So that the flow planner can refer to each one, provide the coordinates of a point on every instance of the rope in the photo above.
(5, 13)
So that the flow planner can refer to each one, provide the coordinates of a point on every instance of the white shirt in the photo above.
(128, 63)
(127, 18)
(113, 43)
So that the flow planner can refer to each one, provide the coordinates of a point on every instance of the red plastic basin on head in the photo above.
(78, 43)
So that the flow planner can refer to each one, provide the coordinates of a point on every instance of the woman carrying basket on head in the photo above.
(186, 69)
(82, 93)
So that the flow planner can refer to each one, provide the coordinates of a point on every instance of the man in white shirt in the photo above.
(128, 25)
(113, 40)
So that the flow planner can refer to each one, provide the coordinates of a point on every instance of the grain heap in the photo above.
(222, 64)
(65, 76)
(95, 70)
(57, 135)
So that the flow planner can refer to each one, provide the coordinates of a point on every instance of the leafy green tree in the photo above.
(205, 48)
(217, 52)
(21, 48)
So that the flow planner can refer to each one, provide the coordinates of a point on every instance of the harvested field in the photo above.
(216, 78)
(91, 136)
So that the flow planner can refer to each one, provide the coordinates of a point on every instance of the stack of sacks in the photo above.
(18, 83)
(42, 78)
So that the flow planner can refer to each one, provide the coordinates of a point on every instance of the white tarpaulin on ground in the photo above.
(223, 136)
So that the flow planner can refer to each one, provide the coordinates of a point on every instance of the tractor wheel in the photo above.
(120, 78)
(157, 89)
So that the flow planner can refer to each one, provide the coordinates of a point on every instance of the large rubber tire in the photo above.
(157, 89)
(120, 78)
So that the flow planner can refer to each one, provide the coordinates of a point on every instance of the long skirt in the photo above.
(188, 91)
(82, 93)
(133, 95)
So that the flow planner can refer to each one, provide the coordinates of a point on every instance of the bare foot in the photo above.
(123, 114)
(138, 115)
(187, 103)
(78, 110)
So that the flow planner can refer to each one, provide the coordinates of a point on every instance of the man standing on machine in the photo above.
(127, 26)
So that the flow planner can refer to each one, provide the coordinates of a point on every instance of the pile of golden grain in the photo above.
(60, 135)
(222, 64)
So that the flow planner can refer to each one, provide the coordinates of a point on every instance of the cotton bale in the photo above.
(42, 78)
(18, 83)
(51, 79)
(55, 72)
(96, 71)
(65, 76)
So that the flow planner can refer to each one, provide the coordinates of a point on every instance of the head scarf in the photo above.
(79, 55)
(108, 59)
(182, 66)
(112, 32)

──────────

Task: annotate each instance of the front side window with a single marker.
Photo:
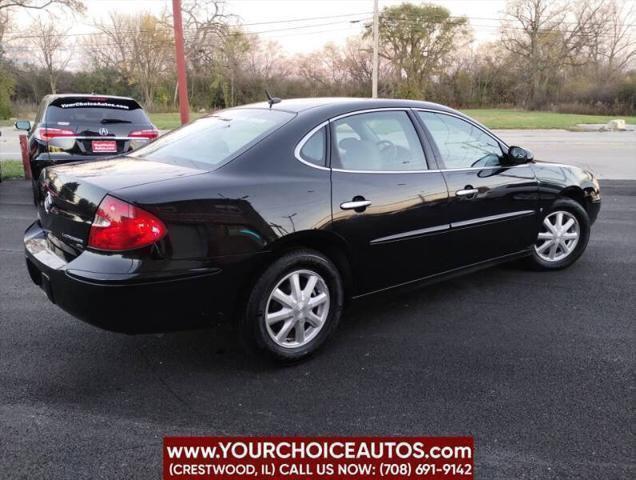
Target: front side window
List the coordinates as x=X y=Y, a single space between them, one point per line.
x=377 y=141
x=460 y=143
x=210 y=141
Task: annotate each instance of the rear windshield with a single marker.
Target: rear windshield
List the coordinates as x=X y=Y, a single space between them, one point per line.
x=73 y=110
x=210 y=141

──────────

▶ TASK DETAILS: Would you please return all lines of the data that include the word "Target"?

▶ ANSWER TO THIS EXERCISE:
Target: front side window
Target: rear windshield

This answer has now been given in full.